> **页面**
------------------------

4 结论与启示 4.1 基本结论本研究通过实证研究发现,育儿对女性就业有负向影响。受传统观念的影响,已婚女性承担着育儿的主要责任,育儿对已婚女性就业的“替代效应”大于“收入效应”。相较于没有6岁及以下年龄子女的已婚女性,有6岁及以下年龄子女的已婚女性劳动参与的概率更低,每周劳动时间相对减少8.582个小时。研究还发现,代际分担对育儿具有负向调节作用,即长辈给予的代际分担会在一定程度上减轻育儿对女性就业的负向影响。当与父母(公婆)同住时,同住长辈会协助女性照料儿童,这种代际分担会对母亲育儿需求有一种释放效应,从而减少女性的育儿时间,相应地增加她们的劳动时间。育儿对女性就业的影响还存在城乡差异,研究同时发现,育儿对城镇已婚女性就业的影响明显大于农村已婚女性;而代际分担对育儿的负向调节对城乡女性就业的影响基本一致。
4.2 政策启示随着中国家庭结构变化,家庭对公共托幼、养老服务等的需求与相关服务政策机制缺乏之间的矛盾日益凸显,尤其是全面二孩政策放开后,女性因育儿与工作压力退出劳动市场的风险日益增大。目前亟需恰当的公共政策帮助女性减轻育儿压力,平衡育儿与工作之间的关系。政府和社会各界应从营造社会环境、鼓励家庭层面和增加公共服务帮扶的角度,通过有效的干预和引导,鼓励社会服务和家庭代际分担,帮助女性分担育儿压力,促进她们找到育儿与就业之间的平衡。
第一,营造良好的社会支持氛围。性别红利和人口红利一样重要,女性充分就业对于女性自身、家庭以及社会都具有重要的意义。对于因育儿而暂时离开劳动力市场的女性,应减少性别歧视,设立专门的机构,帮助其重塑职业自信,使她们更好地返回劳动力市场。
第二,完善托幼服务等社会照料服务体系。在进行生育政策转变和完善的同时,应加大对托幼育儿服务的扶持,关注弱势群体,让低价托育服务成为低收入、偏远欠发达地区女性的育儿选择,从而缓解女性育儿与就业间的矛盾。
第三,“隔代照料”纳入托育服务体系。在完善公共托育体系的前期,可先将“隔代照料”纳入服务体系中,承认其社会价值。此外,对于长辈给予代际分担的家庭,可为长辈开展社区早教培训,以提高祖辈隔代照料水平。
第四,关注女性健康,完善社会保障体系。通过延长产假、设立单独育婴假、育后康复保健服务等措施帮助女性协调育儿与就业之间的冲突,提高女性职业发展能力,激发女性就业潜能。

------------------------

> **书面练习 1**
根据页面回答下列问题：
(a) 与没有6岁及以下年龄子女的已婚女性相比，有此类子女的已婚女性每周劳动时间相对减少多少个小时？
(b) 育儿对城镇已婚女性和农村已婚女性中哪一方就业的影响更大？
(c) 针对长辈给予代际分担的家庭，页面建议为长辈开展何种培训？
> **书面练习 2**
判断下列说法是否与页面相符，逐项回答“是”或“否”，并引用页面中起决定作用的原文。
(a) 研究发现，育儿对已婚女性就业的“收入效应”大于“替代效应”。
(b) 代际分担对育儿的负向调节，对城乡女性就业的影响基本一致。
(c) 页面提出以缩短产假的方式帮助女性协调育儿与就业之间的冲突。
> **书面练习 3**
将页面中介于“4.2 政策启示随着中国家庭”与“缓解女性育儿与就业间的矛盾。”之间的文字重新写出，首尾两处也包括在内，一字不改。
下列各行与页面内容并无关联。

------------------------

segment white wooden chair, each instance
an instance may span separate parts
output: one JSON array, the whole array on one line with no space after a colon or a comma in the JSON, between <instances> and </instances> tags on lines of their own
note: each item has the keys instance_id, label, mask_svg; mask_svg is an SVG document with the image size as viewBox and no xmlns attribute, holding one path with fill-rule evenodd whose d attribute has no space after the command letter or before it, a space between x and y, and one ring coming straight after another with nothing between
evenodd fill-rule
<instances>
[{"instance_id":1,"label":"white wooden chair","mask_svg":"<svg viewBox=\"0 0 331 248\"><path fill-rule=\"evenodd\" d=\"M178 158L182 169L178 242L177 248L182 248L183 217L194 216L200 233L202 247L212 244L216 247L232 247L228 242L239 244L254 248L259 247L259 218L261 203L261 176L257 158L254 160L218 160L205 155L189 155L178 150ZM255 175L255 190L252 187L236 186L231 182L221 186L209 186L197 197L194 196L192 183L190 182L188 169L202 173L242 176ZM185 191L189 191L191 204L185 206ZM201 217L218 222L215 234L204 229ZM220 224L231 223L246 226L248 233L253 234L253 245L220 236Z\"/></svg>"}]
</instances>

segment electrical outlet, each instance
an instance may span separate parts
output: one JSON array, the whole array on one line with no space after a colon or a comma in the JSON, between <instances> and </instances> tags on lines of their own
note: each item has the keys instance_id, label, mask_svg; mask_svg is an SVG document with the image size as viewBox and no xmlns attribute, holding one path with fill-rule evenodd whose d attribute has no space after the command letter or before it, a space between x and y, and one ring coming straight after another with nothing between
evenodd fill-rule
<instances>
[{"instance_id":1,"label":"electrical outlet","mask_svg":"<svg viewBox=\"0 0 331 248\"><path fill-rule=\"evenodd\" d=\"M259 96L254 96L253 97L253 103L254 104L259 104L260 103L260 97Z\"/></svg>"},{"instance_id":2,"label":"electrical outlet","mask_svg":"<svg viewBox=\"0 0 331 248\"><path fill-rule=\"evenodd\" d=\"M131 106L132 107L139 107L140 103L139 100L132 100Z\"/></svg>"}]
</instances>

------------------------

> **书面解答 1**
(a) 8.582个小时。
(b) 城镇已婚女性。
(c) 社区早教培训。

> **书面解答 2**
(a) 否。原文：“育儿对已婚女性就业的“替代效应”大于“收入效应””。
(b) 是。原文：“而代际分担对育儿的负向调节对城乡女性就业的影响基本一致”。
(c) 否。原文：“通过延长产假、设立单独育婴假、育后康复保健服务等措施帮助女性协调育儿与就业之间的冲突”。

> **书面解答 3**
4.2 政策启示随着中国家庭结构变化,家庭对公共托幼、养老服务等的需求与相关服务政策机制缺乏之间的矛盾日益凸显,尤其是全面二孩政策放开后,女性因育儿与工作压力退出劳动市场的风险日益增大。目前亟需恰当的公共政策帮助女性减轻育儿压力,平衡育儿与工作之间的关系。政府和社会各界应从营造社会环境、鼓励家庭层面和增加公共服务帮扶的角度,通过有效的干预和引导,鼓励社会服务和家庭代际分担,帮助女性分担育儿压力,促进她们找到育儿与就业之间的平衡。
第一,营造良好的社会支持氛围。性别红利和人口红利一样重要,女性充分就业对于女性自身、家庭以及社会都具有重要的意义。对于因育儿而暂时离开劳动力市场的女性,应减少性别歧视,设立专门的机构,帮助其重塑职业自信,使她们更好地返回劳动力市场。
第二,完善托幼服务等社会照料服务体系。在进行生育政策转变和完善的同时,应加大对托幼育儿服务的扶持,关注弱势群体,让低价托育服务成为低收入、偏远欠发达地区女性的育儿选择,从而缓解女性育儿与就业间的矛盾。